■ **Document text**:
════════
Re: improving our contributing tools and workflow

[Hans Aberg]

On 26 Sep 2013, at 17:16, Phil Holmes <address@hidden> wrote:

>> The section originates with me but I got diverted into trying to create a 
>> more elegant solution for how to rewrite accidentals in transposed music. It 
>> was all related to the need for an effective chromatic transposition 
>> solution that also worked well with arbitrary microtonal accidentals.
>> 
>> I was also rather discouraged by the fact that the quarter-tone arrow 
>> notation issue didn't find a solution -- see:
>> https://code.google.com/p/lilypond/issues/detail?id=1278
>> 
> 
> I think it's waiting for someone to propose how it could be represented in 
> LilyPond.  

For one microtonal accidental, one needs, in addition to the minor/major 
seconds m and M, a neutral second n. For a pitch x = r*m + s*M + t*n, compute 
its degree deg(x) := r + s + t, which is its staff position, and subtract the 
staff pitch.

There remains a new pitch, which I also call x, but now with r + s + t = 0. As 
sharps/flats alter with a multiple of r - s, reduce using them so that only one 
of r, s is non-zero.

Assume first that t = 1, i.e., one n. Then it must be either n - M or n - m.

We have six microtonal symbols, sharp/natural/flat with up/down arrows, but it 
will, as we shall see, suffice with four. One way to make a choice is to 
conceptualize n as below or above (m + M)/2: if it is a small or large neutral. 
This choice is purely formal at this point, but will be of importance when 
plugging in values.

If one thinks of n as between m and M, which is possible with actual values by 
reducing using sharps and flats, then n' := (m + M) - n (the minor third m3 
complement) is also a neutral between m and M. If n is small, then n' is large, 
and vice versa.
════════
■ **Records provided**:
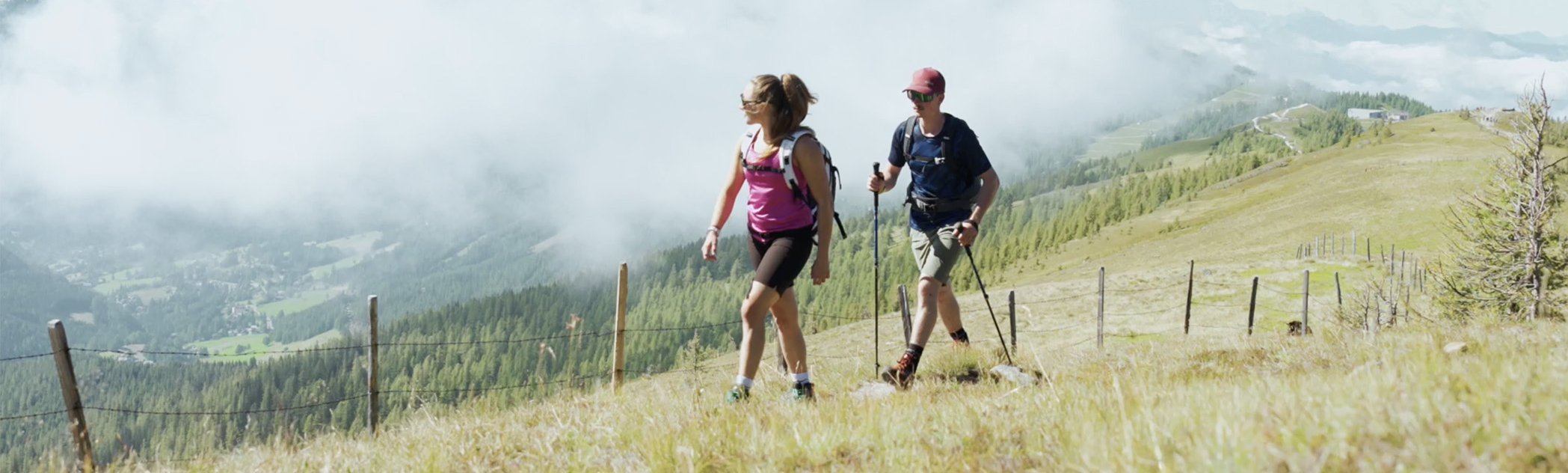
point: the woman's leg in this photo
(753, 313)
(786, 313)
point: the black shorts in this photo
(780, 257)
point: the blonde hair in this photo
(787, 100)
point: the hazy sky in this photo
(601, 112)
(1498, 16)
(624, 111)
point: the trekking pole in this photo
(876, 277)
(989, 305)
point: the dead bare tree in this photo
(1502, 239)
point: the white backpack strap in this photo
(787, 161)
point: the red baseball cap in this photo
(927, 81)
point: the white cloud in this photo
(624, 111)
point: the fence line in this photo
(1146, 290)
(30, 415)
(217, 355)
(27, 357)
(233, 412)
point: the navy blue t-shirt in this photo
(946, 181)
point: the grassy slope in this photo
(1129, 138)
(1153, 400)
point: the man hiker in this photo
(950, 189)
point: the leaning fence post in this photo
(68, 388)
(1306, 293)
(1186, 324)
(372, 373)
(1252, 307)
(1101, 327)
(903, 310)
(1012, 318)
(618, 376)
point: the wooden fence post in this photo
(1101, 329)
(1186, 324)
(1012, 318)
(1306, 294)
(1252, 307)
(1338, 294)
(903, 308)
(374, 371)
(68, 390)
(618, 376)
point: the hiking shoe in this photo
(899, 374)
(737, 395)
(803, 391)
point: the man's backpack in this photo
(946, 159)
(789, 170)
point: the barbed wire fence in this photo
(1093, 301)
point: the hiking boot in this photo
(737, 395)
(902, 373)
(803, 391)
(960, 338)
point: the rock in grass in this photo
(870, 390)
(1013, 374)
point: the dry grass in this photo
(1333, 401)
(1152, 400)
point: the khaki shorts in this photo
(936, 251)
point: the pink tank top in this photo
(772, 207)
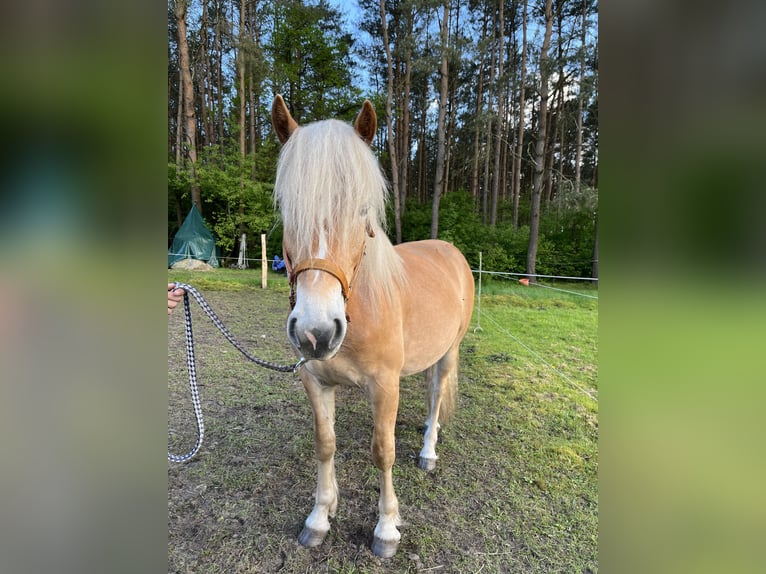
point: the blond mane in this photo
(329, 187)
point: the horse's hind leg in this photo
(322, 399)
(442, 382)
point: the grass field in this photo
(515, 488)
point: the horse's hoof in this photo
(384, 548)
(311, 538)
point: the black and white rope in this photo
(191, 362)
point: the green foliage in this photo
(565, 244)
(312, 61)
(235, 203)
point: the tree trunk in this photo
(389, 125)
(190, 121)
(520, 139)
(440, 126)
(500, 94)
(477, 129)
(405, 131)
(537, 184)
(595, 251)
(578, 145)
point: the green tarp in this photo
(193, 241)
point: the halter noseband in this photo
(325, 265)
(322, 265)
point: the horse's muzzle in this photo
(318, 340)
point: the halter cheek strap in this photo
(323, 265)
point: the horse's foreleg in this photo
(385, 402)
(441, 397)
(322, 399)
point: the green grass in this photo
(515, 489)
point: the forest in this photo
(487, 113)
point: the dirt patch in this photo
(239, 505)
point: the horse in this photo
(363, 311)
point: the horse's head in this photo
(325, 227)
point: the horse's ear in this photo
(283, 123)
(366, 122)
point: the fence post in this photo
(478, 315)
(264, 273)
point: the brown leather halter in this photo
(318, 264)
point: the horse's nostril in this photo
(337, 337)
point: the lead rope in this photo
(191, 363)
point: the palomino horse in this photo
(364, 312)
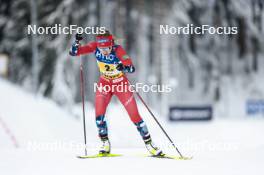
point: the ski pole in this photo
(82, 85)
(83, 105)
(156, 120)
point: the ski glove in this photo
(125, 69)
(75, 46)
(74, 49)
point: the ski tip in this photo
════════
■ **Required task 1**: Echo the microtonal accidentals text between "There remains a" and "s is non-zero.", inclusive.
■ **Required task 2**: Carry on the microtonal accidentals text from where it stops.

■ **Written reply 1**:
There remains a new pitch, which I also call x, but now with r + s + t = 0. As 
sharps/flats alter with a multiple of r - s, reduce using them so that only one 
of r, s is non-zero.

■ **Written reply 2**:
Returning to the situation above, assume n to be small. The up/down arrows will 
be thought of as changing with a small amount: n - m.

There are two possibilities: n - m, and n - M. In the first case, n - m 
represents a small positive amount, so it is the natural with up arrow. In the 
second case, it is a large negative amount, so it is the flat with up arrow.

Assume now that t = -1, so the two cases are m - n and M - n. The first case 
lowers with the small amount n - m, so it is a natural with a down arrow. And M 
- n raises with a large amount, so it must be a sharp with a down arrow. 

If the absolute value |t| of t is larger than 1, then one needs as many arrows 
as |t|: up if t is positive, and down if t is negative.

Two symbols where not used: sharp with up arrow and flat with down arrow. But 
they conceptually fall without the region of raising a sharp M - m or lowering 
with a flat -(M - m), and can in fact be reduced using a natural with up/down 
arrow plus a sharp/flat. So here, one would need notation simplification 
algorithm.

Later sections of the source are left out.